::: Listed entries

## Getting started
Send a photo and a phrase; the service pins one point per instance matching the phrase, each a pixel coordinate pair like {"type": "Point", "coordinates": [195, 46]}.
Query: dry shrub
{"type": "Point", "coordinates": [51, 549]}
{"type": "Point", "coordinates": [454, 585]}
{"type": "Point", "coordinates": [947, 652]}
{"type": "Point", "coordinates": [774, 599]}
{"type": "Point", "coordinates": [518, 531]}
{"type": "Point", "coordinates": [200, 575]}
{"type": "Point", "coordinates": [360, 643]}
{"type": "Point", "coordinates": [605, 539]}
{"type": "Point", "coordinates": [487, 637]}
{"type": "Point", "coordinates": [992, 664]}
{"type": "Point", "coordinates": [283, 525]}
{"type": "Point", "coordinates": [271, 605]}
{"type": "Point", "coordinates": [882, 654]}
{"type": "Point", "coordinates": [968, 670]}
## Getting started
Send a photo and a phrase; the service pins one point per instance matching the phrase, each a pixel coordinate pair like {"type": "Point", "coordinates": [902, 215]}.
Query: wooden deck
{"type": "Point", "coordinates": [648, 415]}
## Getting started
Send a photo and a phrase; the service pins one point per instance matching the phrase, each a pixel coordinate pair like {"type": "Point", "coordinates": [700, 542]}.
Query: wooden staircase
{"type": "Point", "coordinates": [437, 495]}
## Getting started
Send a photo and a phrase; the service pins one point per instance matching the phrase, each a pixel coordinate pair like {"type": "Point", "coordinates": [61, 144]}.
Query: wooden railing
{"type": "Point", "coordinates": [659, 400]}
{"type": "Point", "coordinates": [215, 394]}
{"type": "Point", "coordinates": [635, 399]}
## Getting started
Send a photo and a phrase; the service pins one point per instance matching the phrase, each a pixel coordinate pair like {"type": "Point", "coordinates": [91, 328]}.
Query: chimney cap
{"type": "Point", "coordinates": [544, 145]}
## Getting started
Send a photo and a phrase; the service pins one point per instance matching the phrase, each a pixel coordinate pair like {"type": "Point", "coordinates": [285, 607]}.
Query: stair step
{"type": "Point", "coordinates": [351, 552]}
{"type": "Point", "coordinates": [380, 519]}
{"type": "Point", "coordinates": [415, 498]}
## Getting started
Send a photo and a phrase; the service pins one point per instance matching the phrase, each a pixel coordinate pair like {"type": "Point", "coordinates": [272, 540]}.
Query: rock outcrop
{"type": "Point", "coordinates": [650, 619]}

::::::

> [Set exercise]: Every entry above should be retyped exactly as shown.

> [Answer for the task]:
## Getting started
Send a photo and a phrase; the service pins one point per instance matching the phrase, each a pixel coordinate pair like {"type": "Point", "coordinates": [195, 46]}.
Query: dry shrub
{"type": "Point", "coordinates": [51, 549]}
{"type": "Point", "coordinates": [454, 585]}
{"type": "Point", "coordinates": [947, 652]}
{"type": "Point", "coordinates": [774, 599]}
{"type": "Point", "coordinates": [518, 531]}
{"type": "Point", "coordinates": [200, 575]}
{"type": "Point", "coordinates": [360, 643]}
{"type": "Point", "coordinates": [605, 539]}
{"type": "Point", "coordinates": [487, 637]}
{"type": "Point", "coordinates": [992, 664]}
{"type": "Point", "coordinates": [283, 525]}
{"type": "Point", "coordinates": [271, 605]}
{"type": "Point", "coordinates": [882, 654]}
{"type": "Point", "coordinates": [968, 670]}
## Getting started
Send a photo and a phrase; the service pins one point per instance matching the phrase, each a pixel coordinate pair like {"type": "Point", "coordinates": [902, 215]}.
Query: wooden deck
{"type": "Point", "coordinates": [648, 415]}
## Getting started
Send a photo and a phrase; the service pins one point per instance matching the phrase, each a pixel coordinate pair like {"type": "Point", "coordinates": [700, 542]}.
Query: wooden staircase
{"type": "Point", "coordinates": [437, 495]}
## Getting started
Send a photo and a phrase; the service pins one point per instance matching the phrase, each a pixel coordinate pair like {"type": "Point", "coordinates": [61, 144]}.
Query: wooden railing
{"type": "Point", "coordinates": [659, 400]}
{"type": "Point", "coordinates": [215, 394]}
{"type": "Point", "coordinates": [635, 399]}
## Getting started
Send a photo and a phrase; the service pins one point per instance matching the phrase, each a pixel coordinate pair like {"type": "Point", "coordinates": [91, 328]}.
Query: chimney cap
{"type": "Point", "coordinates": [544, 145]}
## Getting started
Send a photo and a phrase; the service pins one point per instance matching the phrase, each a pixel coordinate pair like {"type": "Point", "coordinates": [285, 607]}.
Query: stair step
{"type": "Point", "coordinates": [351, 552]}
{"type": "Point", "coordinates": [380, 519]}
{"type": "Point", "coordinates": [415, 498]}
## Getting started
Send a photo and a phrase; the service pins one point per instance matching the phrase, each a pixel coordinate pair like {"type": "Point", "coordinates": [272, 540]}.
Query: rock outcrop
{"type": "Point", "coordinates": [650, 619]}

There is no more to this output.